◆ **ASSIGNMENT**:
Each entry needs to be copied exactly, with nothing left out.
=== Begin Enclosure ===
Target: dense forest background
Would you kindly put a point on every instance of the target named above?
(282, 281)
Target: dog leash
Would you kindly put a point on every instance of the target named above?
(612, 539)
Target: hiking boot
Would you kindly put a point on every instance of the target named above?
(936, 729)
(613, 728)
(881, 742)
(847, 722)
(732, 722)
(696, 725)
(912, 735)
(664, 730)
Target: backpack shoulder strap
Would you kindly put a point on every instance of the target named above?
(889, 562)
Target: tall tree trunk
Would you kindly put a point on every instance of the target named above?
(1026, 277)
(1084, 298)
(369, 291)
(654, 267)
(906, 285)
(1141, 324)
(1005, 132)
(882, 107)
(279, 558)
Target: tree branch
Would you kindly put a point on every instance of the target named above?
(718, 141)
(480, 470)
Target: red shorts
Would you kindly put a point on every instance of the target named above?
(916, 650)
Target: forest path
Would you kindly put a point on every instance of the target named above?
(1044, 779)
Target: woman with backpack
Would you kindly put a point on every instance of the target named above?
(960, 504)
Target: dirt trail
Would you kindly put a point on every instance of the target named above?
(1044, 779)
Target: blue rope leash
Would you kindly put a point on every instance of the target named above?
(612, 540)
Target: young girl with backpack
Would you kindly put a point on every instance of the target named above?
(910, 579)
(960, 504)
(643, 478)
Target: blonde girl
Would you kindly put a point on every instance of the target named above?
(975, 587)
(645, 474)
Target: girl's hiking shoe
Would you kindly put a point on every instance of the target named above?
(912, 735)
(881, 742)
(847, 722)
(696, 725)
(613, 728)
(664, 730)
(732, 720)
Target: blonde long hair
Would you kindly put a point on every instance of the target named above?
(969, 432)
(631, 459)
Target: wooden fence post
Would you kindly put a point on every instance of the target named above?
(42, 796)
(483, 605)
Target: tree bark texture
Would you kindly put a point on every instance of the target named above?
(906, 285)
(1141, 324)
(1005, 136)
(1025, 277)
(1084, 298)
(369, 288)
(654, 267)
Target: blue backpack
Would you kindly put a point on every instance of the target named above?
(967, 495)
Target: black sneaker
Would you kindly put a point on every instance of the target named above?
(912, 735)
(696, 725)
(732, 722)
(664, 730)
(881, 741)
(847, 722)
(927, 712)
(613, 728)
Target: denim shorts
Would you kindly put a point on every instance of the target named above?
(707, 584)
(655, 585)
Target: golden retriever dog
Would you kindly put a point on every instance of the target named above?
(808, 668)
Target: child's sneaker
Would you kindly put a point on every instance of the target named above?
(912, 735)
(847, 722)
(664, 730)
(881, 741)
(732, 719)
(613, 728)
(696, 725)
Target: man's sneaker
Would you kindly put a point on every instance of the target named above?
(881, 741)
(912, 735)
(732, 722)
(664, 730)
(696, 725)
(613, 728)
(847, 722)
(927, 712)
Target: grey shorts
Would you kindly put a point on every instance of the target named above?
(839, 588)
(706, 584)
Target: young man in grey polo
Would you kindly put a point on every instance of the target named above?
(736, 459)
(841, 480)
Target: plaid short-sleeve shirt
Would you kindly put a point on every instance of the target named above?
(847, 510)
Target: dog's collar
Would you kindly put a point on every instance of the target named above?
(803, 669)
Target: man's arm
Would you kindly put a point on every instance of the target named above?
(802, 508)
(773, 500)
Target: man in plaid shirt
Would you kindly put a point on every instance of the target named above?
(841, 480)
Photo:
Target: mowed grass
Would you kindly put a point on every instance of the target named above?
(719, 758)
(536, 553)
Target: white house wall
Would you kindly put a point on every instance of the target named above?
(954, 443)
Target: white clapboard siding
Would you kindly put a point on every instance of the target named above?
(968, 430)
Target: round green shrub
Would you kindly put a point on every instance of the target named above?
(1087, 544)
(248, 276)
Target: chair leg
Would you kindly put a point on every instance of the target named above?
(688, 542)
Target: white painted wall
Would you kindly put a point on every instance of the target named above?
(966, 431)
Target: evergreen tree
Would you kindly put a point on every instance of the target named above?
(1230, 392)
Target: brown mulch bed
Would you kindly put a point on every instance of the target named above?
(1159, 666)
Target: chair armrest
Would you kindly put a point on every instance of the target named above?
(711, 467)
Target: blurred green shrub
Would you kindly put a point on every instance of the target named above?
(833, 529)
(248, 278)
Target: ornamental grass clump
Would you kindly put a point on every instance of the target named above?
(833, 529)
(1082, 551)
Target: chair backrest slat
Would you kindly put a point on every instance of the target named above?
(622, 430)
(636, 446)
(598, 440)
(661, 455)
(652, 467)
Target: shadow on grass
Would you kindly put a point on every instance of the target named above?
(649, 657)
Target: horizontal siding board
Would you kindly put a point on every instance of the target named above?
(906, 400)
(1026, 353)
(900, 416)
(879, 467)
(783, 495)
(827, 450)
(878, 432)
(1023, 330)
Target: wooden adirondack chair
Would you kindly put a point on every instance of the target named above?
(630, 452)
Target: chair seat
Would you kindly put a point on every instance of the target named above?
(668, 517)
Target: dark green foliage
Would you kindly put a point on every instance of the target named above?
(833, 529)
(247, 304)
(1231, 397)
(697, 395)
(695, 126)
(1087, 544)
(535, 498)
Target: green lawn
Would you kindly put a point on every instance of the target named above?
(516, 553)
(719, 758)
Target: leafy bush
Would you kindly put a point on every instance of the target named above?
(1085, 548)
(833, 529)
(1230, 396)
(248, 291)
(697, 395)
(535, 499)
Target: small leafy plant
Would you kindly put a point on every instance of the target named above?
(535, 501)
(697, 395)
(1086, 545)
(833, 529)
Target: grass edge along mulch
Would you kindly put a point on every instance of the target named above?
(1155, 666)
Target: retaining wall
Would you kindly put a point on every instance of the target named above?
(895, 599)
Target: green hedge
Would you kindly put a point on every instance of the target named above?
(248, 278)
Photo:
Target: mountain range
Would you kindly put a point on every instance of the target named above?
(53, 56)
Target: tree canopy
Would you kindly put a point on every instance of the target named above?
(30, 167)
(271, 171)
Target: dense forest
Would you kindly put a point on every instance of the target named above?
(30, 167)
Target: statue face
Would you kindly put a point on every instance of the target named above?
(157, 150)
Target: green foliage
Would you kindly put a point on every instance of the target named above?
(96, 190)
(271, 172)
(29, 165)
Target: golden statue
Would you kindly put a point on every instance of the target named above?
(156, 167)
=== End Enclosure ===
◆ **EXERCISE OUTPUT**:
Target: dense forest background
Would you kindly put a point on every instance of the target named above?
(282, 281)
Target: dog leash
Would you kindly put a point on every instance of the target named above?
(612, 539)
Target: hiking boot
Would you kindly put a point on every instance of the target named above?
(936, 729)
(613, 728)
(881, 742)
(847, 722)
(732, 722)
(696, 725)
(912, 735)
(664, 730)
Target: backpack shoulder strap
Would you kindly put a point on every instance of the target named above?
(889, 562)
Target: tall tree trunk
Would you kindly put a point on every instance of the target named above?
(1026, 277)
(1084, 298)
(369, 291)
(654, 267)
(906, 285)
(1141, 324)
(1005, 132)
(882, 107)
(279, 558)
Target: tree branch
Would you kindly put a point on every instance of the target named above?
(718, 141)
(480, 470)
Target: red shorts
Would you kindly put a point on every instance of the target named above?
(916, 650)
Target: forest path
Would you kindly put a point on every instance of the target named above?
(1044, 779)
Target: woman with backpack
Would you kindly put a point on every instance of the target named above?
(960, 504)
Target: dirt trail
Would you kindly put a point on every instance of the target named above?
(1044, 779)
Target: blue rope leash
Would you kindly put a point on every instance of the target named above?
(612, 540)
Target: young girl with backpack
Would you kindly put a point on every instance of the target named above?
(910, 579)
(960, 504)
(643, 478)
Target: blonde girl
Would you kindly put a point on every instance of the target named above?
(975, 587)
(645, 474)
Target: girl's hiking shoe
Would you kindly put a point on every instance of the target named above?
(912, 735)
(881, 742)
(847, 722)
(696, 725)
(613, 728)
(664, 730)
(732, 720)
Target: blonde long hair
Would you kindly put a point on every instance of the target named above?
(969, 432)
(631, 459)
Target: wooden fence post
Would you kindly put a point on every instance of the target named above?
(42, 796)
(483, 605)
Target: tree bark texture
Would you kindly put a point on every instance of the target named above?
(906, 285)
(1141, 324)
(1005, 136)
(1025, 277)
(1084, 298)
(369, 288)
(654, 267)
Target: blue backpack
Would you kindly put a point on every instance of the target named above?
(967, 495)
Target: black sneaker
Would you kindly put a point on every instance of the target named above?
(912, 735)
(696, 725)
(732, 722)
(664, 730)
(881, 741)
(847, 722)
(927, 712)
(613, 728)
Target: denim shorts
Would you kindly put a point on every instance of the target named above?
(707, 584)
(655, 585)
Target: golden retriever dog
Would you kindly put a point on every instance of the target named above?
(808, 668)
Target: child's sneaker
Would you kindly put a point on every instance of the target named above?
(912, 735)
(847, 722)
(664, 730)
(881, 741)
(732, 719)
(613, 728)
(696, 725)
Target: man's sneaker
Would you kindly put a point on every instance of the target named above?
(881, 741)
(912, 735)
(732, 722)
(664, 730)
(696, 725)
(613, 728)
(847, 722)
(927, 712)
Target: grey shorts
Would you kindly put a point on every instance of the target named above?
(839, 588)
(706, 584)
Target: young man in grey polo
Would you kindly put a point on every instance of the target named above?
(736, 459)
(841, 480)
Target: plaid short-sleeve shirt
Would you kindly put a point on every instance of the target named above?
(847, 510)
Target: dog's collar
Would you kindly put a point on every instance of the target named above?
(803, 669)
Target: man's arm
Would you kindly put a point on every instance of the target named above?
(802, 508)
(773, 500)
Target: man in plaid shirt
Would you kindly put a point on every instance of the target named above?
(841, 480)
Photo:
Target: mowed grass
Would you kindly put a point on every instance of the target named above?
(719, 758)
(536, 553)
Target: white house wall
Would you kindly put a point on every instance of the target named above?
(954, 443)
Target: white clapboard siding
Would you kindly put a point on every instance of the target named above?
(968, 430)
Target: round green shrub
Would you kindly put a point on every instance of the target named above?
(1087, 544)
(248, 276)
Target: chair leg
Would you kindly put a point on every instance of the target named above?
(688, 542)
Target: white painted wall
Would you kindly put a point on every instance of the target named above?
(966, 431)
Target: evergreen tree
Would you kindly put a point on every instance of the target named above?
(1230, 392)
Target: brown mulch bed
Would you kindly put a point on every instance of the target named above?
(1159, 666)
Target: chair armrest
Would you kindly put a point on every instance of the target named above?
(711, 467)
Target: blurred green shrub
Would you kindly put a point on every instance of the target named above?
(833, 529)
(248, 278)
Target: ornamental grass clump
Would you kindly put a point on every instance of the target named above?
(833, 529)
(1082, 551)
Target: chair backrest slat
Would you kindly put a point on every instance of the target named above?
(622, 430)
(636, 446)
(598, 440)
(661, 455)
(652, 467)
Target: shadow on grass
Would you kindly put a point on every instance of the target named above?
(649, 657)
Target: horizontal siding board
Would you kindly put a point on every instance of the target named above?
(906, 400)
(1026, 353)
(900, 416)
(879, 467)
(783, 495)
(827, 450)
(878, 432)
(1023, 330)
Target: wooden adirondack chair
Would you kindly put a point on every instance of the target named above?
(630, 452)
Target: chair seat
Would you kindly put a point on every instance of the target named above?
(668, 517)
Target: dark green foliage
Would you kindly put a point on every instance of the target named above?
(833, 529)
(247, 304)
(1231, 397)
(697, 395)
(695, 126)
(1087, 544)
(535, 498)
Target: green lawn
Would you kindly put a point on every instance of the target named above?
(516, 553)
(719, 758)
Target: leafy bush
Would you kindly put a point on every instance of the target named above?
(1085, 548)
(833, 529)
(1230, 396)
(248, 291)
(697, 395)
(535, 499)
Target: small leafy plant
Would you kindly put a point on every instance of the target named above?
(535, 501)
(697, 395)
(1086, 545)
(833, 529)
Target: grass edge along mulch
Would you kindly put a point on every instance of the target named above?
(1155, 666)
Target: retaining wall
Would you kindly put a point on every instance of the target named above?
(895, 599)
Target: green hedge
Would you kindly put a point on every instance of the target named above?
(248, 278)
Photo:
Target: mountain range
Would you kindly put a point on every instance of the target named above?
(53, 56)
Target: tree canopy
Would you kindly put a point on every instance of the target named above?
(30, 167)
(271, 171)
Target: dense forest
Would you kindly put a point on every instance of the target named above?
(30, 167)
Target: statue face
Would you kindly put a point on every instance of the target named above?
(157, 150)
Target: green foliage
Would you kindly put a point on every instance of the target named above?
(96, 190)
(271, 172)
(29, 165)
Target: golden statue
Would you kindly put a point on every instance of the target named above?
(156, 167)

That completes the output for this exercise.